● Your goal
From the entries that follow, list every line in which the string "below" appears.

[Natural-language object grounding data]

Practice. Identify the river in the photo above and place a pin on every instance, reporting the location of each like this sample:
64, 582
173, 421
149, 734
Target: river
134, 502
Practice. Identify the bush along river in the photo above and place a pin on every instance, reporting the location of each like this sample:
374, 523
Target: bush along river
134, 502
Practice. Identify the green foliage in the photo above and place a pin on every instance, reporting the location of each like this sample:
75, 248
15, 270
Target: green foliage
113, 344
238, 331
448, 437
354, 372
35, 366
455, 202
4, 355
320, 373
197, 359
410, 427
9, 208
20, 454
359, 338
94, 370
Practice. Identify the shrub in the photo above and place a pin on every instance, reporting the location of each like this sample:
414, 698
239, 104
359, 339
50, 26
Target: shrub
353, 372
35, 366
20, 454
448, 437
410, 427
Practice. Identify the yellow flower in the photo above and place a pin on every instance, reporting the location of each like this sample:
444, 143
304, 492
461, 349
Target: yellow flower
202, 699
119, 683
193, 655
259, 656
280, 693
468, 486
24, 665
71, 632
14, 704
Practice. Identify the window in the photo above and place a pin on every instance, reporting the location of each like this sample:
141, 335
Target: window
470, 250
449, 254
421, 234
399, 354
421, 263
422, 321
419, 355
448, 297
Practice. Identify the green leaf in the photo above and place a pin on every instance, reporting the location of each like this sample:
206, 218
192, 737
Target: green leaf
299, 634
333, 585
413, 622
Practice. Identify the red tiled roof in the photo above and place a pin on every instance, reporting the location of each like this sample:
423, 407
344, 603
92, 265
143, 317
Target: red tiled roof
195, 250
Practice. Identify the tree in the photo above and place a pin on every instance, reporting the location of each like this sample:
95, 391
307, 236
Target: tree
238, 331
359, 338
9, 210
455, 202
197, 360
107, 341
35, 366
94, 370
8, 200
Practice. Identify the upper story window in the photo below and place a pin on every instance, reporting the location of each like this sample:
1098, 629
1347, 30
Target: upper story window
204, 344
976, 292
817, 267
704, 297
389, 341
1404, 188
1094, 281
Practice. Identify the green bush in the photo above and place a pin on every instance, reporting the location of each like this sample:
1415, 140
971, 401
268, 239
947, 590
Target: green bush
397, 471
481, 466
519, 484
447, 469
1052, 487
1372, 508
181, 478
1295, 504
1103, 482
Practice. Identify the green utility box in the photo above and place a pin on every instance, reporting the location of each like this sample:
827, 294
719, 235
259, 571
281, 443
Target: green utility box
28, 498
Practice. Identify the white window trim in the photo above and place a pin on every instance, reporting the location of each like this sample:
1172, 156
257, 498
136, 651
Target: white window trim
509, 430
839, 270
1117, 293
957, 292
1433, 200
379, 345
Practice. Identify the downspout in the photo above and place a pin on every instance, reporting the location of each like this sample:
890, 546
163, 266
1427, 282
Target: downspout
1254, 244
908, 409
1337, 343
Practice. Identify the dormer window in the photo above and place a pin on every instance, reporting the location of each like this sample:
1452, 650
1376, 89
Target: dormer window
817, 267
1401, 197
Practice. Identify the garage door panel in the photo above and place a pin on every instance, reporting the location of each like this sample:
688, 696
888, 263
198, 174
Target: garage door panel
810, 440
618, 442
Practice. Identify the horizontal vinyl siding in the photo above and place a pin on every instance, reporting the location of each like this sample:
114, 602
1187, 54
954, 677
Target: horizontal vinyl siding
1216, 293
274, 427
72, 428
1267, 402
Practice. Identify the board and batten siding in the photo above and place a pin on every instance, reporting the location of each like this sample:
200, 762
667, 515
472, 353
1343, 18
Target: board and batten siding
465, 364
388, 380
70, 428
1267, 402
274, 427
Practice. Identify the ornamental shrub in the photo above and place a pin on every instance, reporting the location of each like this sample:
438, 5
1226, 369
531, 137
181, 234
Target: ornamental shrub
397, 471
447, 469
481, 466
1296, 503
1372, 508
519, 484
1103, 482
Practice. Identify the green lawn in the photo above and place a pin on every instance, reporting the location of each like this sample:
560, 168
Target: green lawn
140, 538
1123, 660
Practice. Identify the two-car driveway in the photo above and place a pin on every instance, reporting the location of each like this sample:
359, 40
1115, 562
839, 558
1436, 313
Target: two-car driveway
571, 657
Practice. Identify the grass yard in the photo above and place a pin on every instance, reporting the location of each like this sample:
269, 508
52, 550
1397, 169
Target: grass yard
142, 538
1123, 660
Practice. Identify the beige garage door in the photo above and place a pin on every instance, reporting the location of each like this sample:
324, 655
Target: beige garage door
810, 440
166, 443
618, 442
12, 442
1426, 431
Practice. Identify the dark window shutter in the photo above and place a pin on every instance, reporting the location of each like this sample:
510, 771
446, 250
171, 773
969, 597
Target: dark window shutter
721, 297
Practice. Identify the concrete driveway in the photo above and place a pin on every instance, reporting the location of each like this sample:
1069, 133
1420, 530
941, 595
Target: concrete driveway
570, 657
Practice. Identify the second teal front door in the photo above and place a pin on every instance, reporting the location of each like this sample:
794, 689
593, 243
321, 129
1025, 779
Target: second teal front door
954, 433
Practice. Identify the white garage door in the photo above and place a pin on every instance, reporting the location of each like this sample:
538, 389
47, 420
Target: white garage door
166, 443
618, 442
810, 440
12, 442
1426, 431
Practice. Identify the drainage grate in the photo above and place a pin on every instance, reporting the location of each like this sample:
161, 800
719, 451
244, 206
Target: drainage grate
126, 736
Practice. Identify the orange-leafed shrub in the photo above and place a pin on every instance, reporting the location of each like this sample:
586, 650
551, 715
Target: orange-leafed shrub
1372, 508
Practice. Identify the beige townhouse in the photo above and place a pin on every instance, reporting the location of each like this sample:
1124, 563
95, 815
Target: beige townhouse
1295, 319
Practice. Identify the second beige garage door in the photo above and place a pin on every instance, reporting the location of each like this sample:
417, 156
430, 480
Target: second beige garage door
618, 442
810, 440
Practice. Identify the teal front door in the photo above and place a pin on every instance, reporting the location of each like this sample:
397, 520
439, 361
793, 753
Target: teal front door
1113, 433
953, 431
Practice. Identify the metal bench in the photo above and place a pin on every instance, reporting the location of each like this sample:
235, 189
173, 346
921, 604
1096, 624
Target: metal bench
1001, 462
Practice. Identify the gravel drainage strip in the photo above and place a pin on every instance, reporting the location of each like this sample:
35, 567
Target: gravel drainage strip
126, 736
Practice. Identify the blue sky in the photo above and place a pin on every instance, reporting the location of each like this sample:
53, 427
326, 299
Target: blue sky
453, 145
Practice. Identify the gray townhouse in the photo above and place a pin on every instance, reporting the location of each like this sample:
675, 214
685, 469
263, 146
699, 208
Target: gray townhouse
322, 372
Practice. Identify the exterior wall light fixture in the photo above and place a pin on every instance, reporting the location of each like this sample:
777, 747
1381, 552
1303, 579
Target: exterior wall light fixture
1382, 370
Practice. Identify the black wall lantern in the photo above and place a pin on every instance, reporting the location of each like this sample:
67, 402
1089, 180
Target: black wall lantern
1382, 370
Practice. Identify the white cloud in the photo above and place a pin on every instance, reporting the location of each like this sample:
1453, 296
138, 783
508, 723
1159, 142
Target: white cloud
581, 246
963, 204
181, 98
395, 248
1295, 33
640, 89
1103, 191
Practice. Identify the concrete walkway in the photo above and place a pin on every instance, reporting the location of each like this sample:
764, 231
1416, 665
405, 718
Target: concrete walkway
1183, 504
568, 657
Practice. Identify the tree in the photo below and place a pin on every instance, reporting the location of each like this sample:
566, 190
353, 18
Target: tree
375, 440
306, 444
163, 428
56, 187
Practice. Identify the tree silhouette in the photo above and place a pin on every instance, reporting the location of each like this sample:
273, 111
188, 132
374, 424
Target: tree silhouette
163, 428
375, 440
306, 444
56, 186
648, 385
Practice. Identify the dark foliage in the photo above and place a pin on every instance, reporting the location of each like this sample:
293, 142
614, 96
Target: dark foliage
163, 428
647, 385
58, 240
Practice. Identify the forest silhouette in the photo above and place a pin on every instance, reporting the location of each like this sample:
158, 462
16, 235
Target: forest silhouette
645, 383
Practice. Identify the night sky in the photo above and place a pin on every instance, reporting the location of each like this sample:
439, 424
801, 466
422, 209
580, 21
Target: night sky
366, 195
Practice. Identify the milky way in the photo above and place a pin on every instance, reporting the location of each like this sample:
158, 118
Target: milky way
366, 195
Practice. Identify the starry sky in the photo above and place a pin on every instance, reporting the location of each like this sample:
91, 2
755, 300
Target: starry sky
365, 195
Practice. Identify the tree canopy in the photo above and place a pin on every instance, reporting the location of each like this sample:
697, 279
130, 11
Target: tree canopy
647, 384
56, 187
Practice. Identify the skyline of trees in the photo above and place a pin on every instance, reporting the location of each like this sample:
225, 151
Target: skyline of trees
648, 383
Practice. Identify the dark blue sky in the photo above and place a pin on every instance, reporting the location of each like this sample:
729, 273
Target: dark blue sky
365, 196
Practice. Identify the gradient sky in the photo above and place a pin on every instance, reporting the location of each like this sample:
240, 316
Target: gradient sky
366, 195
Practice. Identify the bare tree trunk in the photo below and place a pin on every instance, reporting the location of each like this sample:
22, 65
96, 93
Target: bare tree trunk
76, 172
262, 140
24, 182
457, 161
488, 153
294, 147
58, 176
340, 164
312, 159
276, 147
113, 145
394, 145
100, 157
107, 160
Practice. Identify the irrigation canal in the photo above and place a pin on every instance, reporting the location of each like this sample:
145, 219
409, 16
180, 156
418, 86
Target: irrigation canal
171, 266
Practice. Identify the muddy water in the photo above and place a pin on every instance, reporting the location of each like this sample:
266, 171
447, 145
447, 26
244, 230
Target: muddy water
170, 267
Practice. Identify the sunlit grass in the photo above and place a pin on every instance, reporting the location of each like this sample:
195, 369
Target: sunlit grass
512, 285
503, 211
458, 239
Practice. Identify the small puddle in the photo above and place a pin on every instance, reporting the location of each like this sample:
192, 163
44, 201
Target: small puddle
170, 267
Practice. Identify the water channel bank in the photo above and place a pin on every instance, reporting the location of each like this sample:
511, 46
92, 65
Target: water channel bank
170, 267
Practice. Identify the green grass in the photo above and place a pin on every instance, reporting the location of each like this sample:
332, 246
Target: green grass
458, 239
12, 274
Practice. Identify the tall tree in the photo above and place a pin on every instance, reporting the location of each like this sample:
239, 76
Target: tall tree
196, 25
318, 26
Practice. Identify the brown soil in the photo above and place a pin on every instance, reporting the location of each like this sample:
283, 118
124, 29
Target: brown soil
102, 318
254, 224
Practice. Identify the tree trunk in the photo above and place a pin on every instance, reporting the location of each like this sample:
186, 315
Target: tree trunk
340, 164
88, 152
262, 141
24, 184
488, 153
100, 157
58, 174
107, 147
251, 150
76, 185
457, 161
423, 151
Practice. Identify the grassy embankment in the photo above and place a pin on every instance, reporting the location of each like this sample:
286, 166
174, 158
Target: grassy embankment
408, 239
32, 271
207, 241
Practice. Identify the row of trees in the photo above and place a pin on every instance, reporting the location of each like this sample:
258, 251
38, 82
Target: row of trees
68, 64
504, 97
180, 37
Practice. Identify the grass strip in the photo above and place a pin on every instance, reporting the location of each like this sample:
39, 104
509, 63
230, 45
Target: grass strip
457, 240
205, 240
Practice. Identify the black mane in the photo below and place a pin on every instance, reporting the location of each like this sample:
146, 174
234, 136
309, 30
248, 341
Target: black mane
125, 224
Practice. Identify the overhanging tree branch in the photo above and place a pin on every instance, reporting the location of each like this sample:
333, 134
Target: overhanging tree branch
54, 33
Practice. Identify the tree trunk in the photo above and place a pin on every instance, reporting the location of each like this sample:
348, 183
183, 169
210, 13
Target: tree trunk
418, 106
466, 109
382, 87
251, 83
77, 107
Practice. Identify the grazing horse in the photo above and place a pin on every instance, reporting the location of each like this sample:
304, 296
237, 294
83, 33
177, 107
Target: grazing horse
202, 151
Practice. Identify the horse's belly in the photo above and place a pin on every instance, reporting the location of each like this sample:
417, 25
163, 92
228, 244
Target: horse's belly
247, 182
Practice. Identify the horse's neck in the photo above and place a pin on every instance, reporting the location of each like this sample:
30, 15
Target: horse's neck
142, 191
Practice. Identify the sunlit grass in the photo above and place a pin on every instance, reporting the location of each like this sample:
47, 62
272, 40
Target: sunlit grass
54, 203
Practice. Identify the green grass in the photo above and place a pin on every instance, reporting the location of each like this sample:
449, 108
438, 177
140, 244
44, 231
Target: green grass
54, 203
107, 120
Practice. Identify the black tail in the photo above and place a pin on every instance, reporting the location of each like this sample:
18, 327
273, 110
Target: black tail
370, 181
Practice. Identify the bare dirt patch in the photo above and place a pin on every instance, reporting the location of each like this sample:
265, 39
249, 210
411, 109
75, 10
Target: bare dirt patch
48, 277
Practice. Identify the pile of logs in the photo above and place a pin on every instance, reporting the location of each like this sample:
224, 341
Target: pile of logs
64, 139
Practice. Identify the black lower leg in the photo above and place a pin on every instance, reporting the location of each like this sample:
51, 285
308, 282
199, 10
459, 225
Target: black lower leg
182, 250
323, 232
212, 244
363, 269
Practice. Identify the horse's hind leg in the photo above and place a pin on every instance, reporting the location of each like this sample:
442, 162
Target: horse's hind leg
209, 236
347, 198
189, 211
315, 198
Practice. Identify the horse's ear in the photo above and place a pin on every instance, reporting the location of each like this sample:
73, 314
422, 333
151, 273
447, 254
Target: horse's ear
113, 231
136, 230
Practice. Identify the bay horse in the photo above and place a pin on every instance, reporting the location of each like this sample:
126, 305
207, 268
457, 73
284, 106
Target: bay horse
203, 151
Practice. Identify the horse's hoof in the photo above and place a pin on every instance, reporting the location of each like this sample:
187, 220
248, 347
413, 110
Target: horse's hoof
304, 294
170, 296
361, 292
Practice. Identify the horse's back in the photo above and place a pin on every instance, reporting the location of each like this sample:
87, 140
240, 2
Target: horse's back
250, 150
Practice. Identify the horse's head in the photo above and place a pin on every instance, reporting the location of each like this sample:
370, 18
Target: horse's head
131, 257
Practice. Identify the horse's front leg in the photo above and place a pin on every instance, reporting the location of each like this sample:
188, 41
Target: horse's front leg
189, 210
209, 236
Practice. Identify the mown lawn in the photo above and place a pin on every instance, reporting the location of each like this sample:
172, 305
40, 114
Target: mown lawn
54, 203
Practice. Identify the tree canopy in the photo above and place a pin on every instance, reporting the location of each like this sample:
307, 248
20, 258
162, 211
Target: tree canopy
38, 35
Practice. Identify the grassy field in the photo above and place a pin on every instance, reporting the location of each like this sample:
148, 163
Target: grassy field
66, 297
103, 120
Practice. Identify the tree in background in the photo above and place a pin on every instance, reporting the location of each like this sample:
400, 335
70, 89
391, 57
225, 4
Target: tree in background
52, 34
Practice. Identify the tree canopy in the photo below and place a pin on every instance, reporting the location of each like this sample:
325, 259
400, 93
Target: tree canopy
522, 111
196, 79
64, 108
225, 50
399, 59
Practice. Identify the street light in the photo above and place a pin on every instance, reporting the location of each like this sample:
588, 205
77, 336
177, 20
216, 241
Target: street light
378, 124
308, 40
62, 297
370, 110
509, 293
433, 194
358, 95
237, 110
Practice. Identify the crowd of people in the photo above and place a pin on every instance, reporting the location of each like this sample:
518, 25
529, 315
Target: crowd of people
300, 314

● Solution to the exercise
Practice. Identify the upper story window in the photo below and place a pin on every instance, reporting the location of each like this sample:
Practice. Identify the tree in the photo below and place a pin on every instance, reporting the location of each like this sample:
Practice. Identify the bare tree trunk in the photo below and place a pin on every instance, reporting the location of each like this sample:
Practice. Identify the black mane in the photo below and place a pin on every instance, reporting the location of each like this sample:
Practice. Identify the tree canopy in the photo below and place a pin on every instance, reporting the location of each like this sample:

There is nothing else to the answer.